*WHAT THE EXERCISE ASKS*:
Wherever "tree" appears in a line of the records below, count that line, and report only the number.
┏━━
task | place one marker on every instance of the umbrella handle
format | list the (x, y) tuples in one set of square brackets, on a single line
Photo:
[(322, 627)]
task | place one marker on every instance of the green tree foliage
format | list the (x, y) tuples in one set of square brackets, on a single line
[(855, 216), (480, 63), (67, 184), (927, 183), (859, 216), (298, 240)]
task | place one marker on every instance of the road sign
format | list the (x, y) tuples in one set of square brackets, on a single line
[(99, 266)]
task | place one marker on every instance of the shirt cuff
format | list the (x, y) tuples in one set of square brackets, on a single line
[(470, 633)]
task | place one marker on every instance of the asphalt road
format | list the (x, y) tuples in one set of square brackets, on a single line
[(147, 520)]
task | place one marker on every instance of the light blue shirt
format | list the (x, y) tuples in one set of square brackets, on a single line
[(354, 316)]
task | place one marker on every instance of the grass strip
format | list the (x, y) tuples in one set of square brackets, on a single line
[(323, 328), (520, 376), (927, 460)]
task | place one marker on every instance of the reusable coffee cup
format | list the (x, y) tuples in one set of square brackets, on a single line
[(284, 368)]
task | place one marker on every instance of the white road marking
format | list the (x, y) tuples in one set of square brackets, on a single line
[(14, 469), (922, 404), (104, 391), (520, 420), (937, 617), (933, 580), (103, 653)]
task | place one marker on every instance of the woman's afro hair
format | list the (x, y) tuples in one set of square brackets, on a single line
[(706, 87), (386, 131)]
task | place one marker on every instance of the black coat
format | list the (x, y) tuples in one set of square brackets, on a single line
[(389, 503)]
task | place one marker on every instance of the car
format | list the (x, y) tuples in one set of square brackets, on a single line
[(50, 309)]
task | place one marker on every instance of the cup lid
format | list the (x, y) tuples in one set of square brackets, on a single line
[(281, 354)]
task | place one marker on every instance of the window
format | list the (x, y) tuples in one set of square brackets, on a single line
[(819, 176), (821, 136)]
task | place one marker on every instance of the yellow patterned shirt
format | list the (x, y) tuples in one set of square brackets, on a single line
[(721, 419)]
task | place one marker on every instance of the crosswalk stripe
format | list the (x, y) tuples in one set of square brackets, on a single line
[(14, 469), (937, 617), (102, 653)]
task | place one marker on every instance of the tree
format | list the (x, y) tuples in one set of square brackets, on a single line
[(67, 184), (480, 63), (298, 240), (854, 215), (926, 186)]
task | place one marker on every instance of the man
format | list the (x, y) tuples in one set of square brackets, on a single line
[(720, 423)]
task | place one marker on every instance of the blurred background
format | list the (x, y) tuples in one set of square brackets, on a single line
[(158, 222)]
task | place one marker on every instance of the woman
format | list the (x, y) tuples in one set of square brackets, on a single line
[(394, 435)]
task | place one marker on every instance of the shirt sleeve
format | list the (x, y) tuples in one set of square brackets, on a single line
┗━━
*OUTPUT OF THE TASK*:
2